**WHAT TO DO:**
1) Copy the passage of the Guardium infrastructure text starting at "How To Manage" and ending at "is not enough.", renaming "appliances" to "servers".
2) Write what comes next in the Guardium infrastructure text, picking up right after its last sentence.

**DOCUMENT TEXT:**
— Start —

How To Manage A Guardium Infrastructure? Pratical Advices from Pratical Experience


I have been managing by myself for almost 3 years an environment of about 50 appliances and around 350 agents interfaced with GBDI.

I had a few hard moments but overall I made it.

This is how ( for the Guardium Infrastructure part ).

By Guardium Infrastructure I mean : Central Manager, Collectors and Agents (GIM and STAPs). The obvious goals of managing a Guardium infrastructure are the smooth and stable running of it.

Point #1 : The GUI is not enough.

GUI on Guardium like on any other application is very efficient when it comes to poking around, investigating and other one time actions. But No GUI is good enough when it comes to repetitive activities. For that you MUST use cli, grdapi and RestAPI. You MUST automate. You MUST script. Guardium provides the Server side of it, but unfortunately not the Client side. That part is .. on you ....

— End —

**DATA RECORDS:**
— Start —

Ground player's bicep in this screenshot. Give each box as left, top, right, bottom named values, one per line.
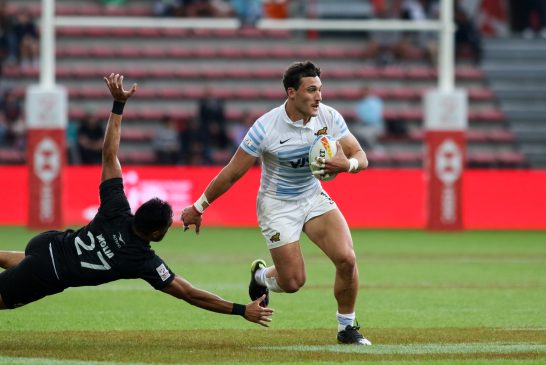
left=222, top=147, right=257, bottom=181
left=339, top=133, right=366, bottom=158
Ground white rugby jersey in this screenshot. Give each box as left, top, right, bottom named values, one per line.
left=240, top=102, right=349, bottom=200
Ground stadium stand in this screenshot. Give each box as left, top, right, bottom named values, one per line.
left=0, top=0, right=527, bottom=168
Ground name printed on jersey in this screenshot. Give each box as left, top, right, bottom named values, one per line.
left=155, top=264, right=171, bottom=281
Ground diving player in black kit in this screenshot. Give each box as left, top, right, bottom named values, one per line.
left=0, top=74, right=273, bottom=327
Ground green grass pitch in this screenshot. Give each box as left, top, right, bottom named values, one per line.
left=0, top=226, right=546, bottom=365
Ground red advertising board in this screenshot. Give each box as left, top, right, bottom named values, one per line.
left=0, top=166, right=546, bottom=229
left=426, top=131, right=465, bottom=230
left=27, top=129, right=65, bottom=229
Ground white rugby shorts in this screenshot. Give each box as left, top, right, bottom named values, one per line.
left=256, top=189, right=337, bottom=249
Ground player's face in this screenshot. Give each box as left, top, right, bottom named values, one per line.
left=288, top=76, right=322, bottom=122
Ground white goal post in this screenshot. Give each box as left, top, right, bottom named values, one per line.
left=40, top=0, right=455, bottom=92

— End —

**TASK ANSWERS:**
1)
How To Manage A Guardium Infrastructure? Pratical Advices from Pratical Experience


I have been managing by myself for almost 3 years an environment of about 50 servers and around 350 agents interfaced with GBDI.

I had a few hard moments but overall I made it.

This is how ( for the Guardium Infrastructure part ).

By Guardium Infrastructure I mean : Central Manager, Collectors and Agents (GIM and STAPs). The obvious goals of managing a Guardium infrastructure are the smooth and stable running of it.

Point #1 : The GUI is not enough.

2)
Point #2 : Do NOT manage Guardium from your laptop .....

I knew this from previous customers when I was Professional Services with IBM Guardium. I saw customers "managing" their environment from their laptops and it was really tough on them. Instead, you need an Enterprise class system from which you will be accessing and managing your appliances . You should be using a jump server, either Linux (my preference) or Windows. They stay on-line 24 by 7, got backed up by your company standard backup process, can have countless tools and they can be accessed by many people. Finally they can hold logs of your actions for a very long time.

Guardium does not offer such Client, which is unfortunate, and as a result, it's up to you to develop one. Which is a bit challenging and requires development skills.

I built such a Linux system which has the following characteristics:

  • A service account sudo'ed in by authorized users and used for executing all scripts and commands.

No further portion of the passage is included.